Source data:

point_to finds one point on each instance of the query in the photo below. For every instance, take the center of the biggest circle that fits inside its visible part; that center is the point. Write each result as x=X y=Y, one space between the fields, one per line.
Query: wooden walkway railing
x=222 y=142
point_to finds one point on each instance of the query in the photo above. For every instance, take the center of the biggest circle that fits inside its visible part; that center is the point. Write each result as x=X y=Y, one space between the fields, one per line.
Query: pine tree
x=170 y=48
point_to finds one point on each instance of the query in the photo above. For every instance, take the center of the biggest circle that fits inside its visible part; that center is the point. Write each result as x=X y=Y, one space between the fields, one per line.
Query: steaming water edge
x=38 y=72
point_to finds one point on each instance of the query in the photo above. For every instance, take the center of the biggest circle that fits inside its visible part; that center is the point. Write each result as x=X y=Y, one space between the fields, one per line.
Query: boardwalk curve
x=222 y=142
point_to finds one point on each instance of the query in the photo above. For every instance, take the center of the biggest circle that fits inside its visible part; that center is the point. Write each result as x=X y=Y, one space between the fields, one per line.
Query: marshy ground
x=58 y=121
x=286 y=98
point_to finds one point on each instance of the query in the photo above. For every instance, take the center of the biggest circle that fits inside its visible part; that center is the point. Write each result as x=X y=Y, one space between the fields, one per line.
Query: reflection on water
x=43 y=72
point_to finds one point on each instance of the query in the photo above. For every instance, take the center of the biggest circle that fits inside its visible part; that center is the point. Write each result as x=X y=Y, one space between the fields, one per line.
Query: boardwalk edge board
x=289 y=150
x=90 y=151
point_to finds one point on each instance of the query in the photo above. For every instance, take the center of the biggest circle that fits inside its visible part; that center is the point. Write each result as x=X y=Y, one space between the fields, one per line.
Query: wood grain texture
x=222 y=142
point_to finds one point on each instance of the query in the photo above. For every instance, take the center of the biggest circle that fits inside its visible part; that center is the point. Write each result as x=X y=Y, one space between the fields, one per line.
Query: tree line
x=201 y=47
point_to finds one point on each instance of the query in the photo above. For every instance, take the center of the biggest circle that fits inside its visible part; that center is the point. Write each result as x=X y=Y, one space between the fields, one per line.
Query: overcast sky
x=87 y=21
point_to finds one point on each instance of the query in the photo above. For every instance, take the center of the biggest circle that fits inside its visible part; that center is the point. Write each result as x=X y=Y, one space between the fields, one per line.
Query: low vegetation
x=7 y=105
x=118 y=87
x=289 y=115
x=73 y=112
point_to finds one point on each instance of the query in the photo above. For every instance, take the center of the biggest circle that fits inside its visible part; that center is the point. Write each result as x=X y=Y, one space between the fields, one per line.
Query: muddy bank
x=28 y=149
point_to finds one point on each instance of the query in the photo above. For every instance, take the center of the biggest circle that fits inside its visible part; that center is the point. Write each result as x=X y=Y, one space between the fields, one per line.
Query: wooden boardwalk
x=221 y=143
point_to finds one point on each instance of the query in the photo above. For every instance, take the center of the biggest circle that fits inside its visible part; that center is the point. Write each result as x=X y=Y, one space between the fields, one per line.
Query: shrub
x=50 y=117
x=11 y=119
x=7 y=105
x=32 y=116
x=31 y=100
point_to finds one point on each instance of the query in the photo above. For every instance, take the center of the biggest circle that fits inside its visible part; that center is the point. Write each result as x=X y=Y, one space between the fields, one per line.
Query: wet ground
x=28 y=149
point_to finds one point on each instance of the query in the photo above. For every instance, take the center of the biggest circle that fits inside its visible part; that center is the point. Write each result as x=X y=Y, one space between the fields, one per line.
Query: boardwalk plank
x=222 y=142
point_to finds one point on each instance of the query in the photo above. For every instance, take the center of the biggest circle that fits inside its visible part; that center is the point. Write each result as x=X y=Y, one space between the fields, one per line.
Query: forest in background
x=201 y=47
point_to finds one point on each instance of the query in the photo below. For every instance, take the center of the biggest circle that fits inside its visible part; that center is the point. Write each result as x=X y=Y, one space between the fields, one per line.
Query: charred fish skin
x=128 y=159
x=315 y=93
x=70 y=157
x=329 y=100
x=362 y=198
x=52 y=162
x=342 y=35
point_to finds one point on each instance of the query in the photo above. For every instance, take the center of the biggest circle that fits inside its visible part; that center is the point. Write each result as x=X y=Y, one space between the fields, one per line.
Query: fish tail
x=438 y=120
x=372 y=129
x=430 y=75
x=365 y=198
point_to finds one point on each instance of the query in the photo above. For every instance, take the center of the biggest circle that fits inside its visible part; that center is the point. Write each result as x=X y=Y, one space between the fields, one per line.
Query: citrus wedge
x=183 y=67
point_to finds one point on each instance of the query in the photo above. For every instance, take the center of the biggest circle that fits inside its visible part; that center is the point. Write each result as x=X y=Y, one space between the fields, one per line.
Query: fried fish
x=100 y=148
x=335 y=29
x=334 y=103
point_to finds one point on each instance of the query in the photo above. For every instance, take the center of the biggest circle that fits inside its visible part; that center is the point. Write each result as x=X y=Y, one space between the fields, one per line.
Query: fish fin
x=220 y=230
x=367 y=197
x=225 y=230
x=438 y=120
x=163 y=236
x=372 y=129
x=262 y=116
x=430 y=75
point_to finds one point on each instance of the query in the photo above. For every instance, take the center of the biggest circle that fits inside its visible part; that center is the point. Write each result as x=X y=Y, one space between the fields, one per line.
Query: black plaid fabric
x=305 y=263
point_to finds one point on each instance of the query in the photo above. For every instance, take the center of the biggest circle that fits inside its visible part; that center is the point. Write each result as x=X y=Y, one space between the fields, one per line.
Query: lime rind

- STATED TASK:
Please set down each line of the records exactly as given.

- TASK SOLUTION:
point_to finds one point on each instance of the query in the photo below. For every instance, take the center of the biggest circle that fits inside its visible part; that center is the point. Write each result as x=X y=Y, one space between the fields, one per line.
Query: wooden walkway railing
x=222 y=142
point_to finds one point on each instance of the query in the photo above. For every instance, take the center of the biggest circle that fits inside its visible part; that center is the point. Write each result as x=X y=Y, one space between the fields, one per line.
Query: pine tree
x=170 y=48
point_to finds one point on each instance of the query in the photo above. For every instance, take the center of the biggest circle that fits inside its visible part; that center is the point. Write each result as x=X y=Y, one space between the fields, one per line.
Query: steaming water edge
x=38 y=72
point_to finds one point on each instance of the query in the photo above. For every instance, take the center of the biggest circle that fits inside its visible part; that center is the point. Write each result as x=X y=Y, one space between the fields, one per line.
Query: boardwalk curve
x=222 y=142
point_to finds one point on each instance of the query in the photo above. For every instance, take the center of the biggest circle that fits inside its visible part; that center is the point. Write each result as x=X y=Y, one space between the fields, one per line.
Query: marshy ground
x=58 y=121
x=286 y=98
point_to finds one point on each instance of the query in the photo above. For every instance, take the center of the biggest circle that fits inside its visible part; that center is the point. Write each result as x=X y=Y, one space between the fields, one per line.
Query: reflection on water
x=43 y=72
point_to finds one point on each instance of the query in the photo above. For every instance, take the center of the biggest circle that fits inside its visible part; that center is the point. Write each result as x=X y=Y, one space between the fields, one per line.
Query: boardwalk edge board
x=289 y=150
x=90 y=151
point_to finds one point on each instance of the query in the photo above. For every instance, take the center of the biggest circle that fits inside its visible part; that center is the point. Write each result as x=X y=Y, one space between the fields, one per line.
Query: wood grain texture
x=222 y=142
point_to finds one point on each instance of the query in the photo above. For every instance, take the center of the biggest circle that fits inside its visible part; that center is the point. Write each result as x=X y=Y, one space between the fields, one per line.
Query: tree line
x=201 y=47
point_to finds one point on each instance of the query in the photo above. For every instance, take the center of the biggest circle that fits inside its visible part; that center is the point. Write each result as x=X y=Y, one space between the fields, one per line.
Query: overcast sky
x=87 y=21
point_to finds one point on each instance of the query in the photo above. For every instance, take the center of the biggest circle that fits inside its visible part; that center is the point. Write each result as x=X y=Y, one space between the fields, one per line.
Query: low vegetation
x=7 y=105
x=118 y=87
x=289 y=115
x=73 y=112
point_to finds one point on each instance of the query in the photo above. For every instance, take the center of the biggest circle that fits inside its visible part; that center is the point. Write each result as x=X y=Y, one space between the fields, one per line.
Query: muddy bank
x=28 y=149
point_to finds one point on each instance of the query in the photo above. For every instance, take the center of the biggest circle that fits inside its visible part; that center is the point. Write each result as x=X y=Y, one space between the fields, one per line.
Query: wooden boardwalk
x=221 y=143
point_to finds one point on each instance of the query in the photo above. For every instance, take the center of the biggest circle that fits inside its visible part; that center is the point. Write each result as x=X y=Y, one space between the fields, one per line.
Query: shrub
x=50 y=117
x=11 y=119
x=7 y=105
x=32 y=116
x=31 y=100
point_to finds one point on each instance of the query in the photo above. For every instance, take the center of the biggest circle that fits inside its visible part; that center is the point. Write each result as x=X y=Y, one space between the fields, one per line.
Query: wet ground
x=28 y=149
point_to finds one point on each instance of the query in the photo above. For every instance, take the center of the biggest circle that fits inside its visible part; that center is the point. Write each result as x=X y=Y, one space between the fields, one per line.
Query: boardwalk plank
x=222 y=142
point_to finds one point on each instance of the query in the photo above. For every instance, take the center of the biggest circle that fits inside its visible part; that center is the point. Write each result as x=X y=Y, one space between the fields, one per line.
Query: forest in background
x=201 y=47
point_to finds one point on each instance of the query in the photo below. For every instance, take the center of the biggest circle that fits inside its visible part; that center is the point. Write each result as x=X y=Y, one space between the fields, one per line.
Query: charred fish skin
x=128 y=159
x=315 y=93
x=70 y=157
x=329 y=100
x=362 y=198
x=52 y=162
x=342 y=35
point_to finds one point on each instance of the query in the photo above. For every instance, take the center of the biggest circle that fits inside its visible part; that center is the point. Write each result as x=X y=Y, one space between the fields, one per line.
Query: fish tail
x=438 y=120
x=372 y=129
x=430 y=75
x=365 y=198
point_to finds one point on each instance of the query in the photo above. For every instance, take the center of the biggest circle that fits inside its visible part; that center is the point. Write each result as x=X y=Y, one space between the fields, one per line.
Query: citrus wedge
x=183 y=67
point_to finds one point on each instance of the query in the photo above. For every instance, take the center of the biggest circle that fits inside its visible part; that center is the point. Write each result as x=X y=Y, one space between the fields, one per line.
Query: fried fish
x=100 y=148
x=335 y=29
x=334 y=103
point_to finds one point on each instance of the query in the photo above. For every instance, take the center of the biggest circle that fits inside its visible part; that center is the point. Write each result as x=X y=Y, one space between the fields, one per line.
Query: fish fin
x=220 y=230
x=367 y=197
x=225 y=230
x=438 y=120
x=163 y=236
x=372 y=129
x=262 y=116
x=430 y=75
point_to finds one point on each instance of the query in the photo above. For every instance, take the center of the biggest circle that fits inside its visible part; that center is the point. Write each result as x=X y=Y, one space between the fields, one per line.
Query: black plaid fabric
x=305 y=263
point_to finds one point on each instance of the query in the photo above. For every instance, take the center of the biggest circle that fits inside its visible part; that center is the point. Write each result as x=X y=Y, one space between the fields, one per line.
Query: lime rind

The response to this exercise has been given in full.